**Supplied material**
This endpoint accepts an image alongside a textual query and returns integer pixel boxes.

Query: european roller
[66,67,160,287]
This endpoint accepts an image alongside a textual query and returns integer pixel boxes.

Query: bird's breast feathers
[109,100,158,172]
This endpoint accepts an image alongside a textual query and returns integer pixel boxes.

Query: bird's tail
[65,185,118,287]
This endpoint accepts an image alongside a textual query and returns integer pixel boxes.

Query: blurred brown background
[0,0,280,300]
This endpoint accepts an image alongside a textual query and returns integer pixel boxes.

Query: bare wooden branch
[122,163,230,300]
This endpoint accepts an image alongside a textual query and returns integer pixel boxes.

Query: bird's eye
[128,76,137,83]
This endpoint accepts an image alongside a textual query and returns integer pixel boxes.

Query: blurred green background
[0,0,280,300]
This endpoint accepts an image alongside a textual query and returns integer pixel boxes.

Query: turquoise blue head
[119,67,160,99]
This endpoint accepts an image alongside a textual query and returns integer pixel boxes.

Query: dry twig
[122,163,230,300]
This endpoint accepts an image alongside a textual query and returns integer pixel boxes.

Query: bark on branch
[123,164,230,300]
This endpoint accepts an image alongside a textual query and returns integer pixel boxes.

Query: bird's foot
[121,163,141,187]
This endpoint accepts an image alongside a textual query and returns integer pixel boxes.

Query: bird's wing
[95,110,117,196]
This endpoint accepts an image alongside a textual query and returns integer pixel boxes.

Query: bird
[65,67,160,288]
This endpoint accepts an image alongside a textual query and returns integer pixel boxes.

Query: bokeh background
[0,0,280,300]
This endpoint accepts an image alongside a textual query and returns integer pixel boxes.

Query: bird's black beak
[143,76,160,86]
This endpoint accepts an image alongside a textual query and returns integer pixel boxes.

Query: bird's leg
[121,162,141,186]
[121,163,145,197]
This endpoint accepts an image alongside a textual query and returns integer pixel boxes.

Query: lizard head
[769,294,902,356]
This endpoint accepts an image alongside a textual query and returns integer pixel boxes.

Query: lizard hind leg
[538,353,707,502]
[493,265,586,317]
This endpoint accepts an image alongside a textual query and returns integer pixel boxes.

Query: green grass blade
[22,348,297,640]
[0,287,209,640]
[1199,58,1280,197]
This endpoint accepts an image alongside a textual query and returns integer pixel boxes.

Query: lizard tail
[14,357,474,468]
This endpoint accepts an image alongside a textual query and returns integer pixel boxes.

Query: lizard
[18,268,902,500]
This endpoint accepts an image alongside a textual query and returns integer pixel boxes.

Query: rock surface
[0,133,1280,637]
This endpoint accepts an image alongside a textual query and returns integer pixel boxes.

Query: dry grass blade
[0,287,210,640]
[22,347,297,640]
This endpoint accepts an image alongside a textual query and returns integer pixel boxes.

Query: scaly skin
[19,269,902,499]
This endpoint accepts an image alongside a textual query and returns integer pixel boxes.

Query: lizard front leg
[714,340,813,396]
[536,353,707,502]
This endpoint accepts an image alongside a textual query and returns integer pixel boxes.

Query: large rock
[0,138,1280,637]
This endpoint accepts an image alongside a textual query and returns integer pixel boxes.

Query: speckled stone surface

**Short exercise**
Identify each line in the entries above that contains the string "surface", and copy every such line in full.

**Right answer**
Query: rock surface
Query: speckled stone surface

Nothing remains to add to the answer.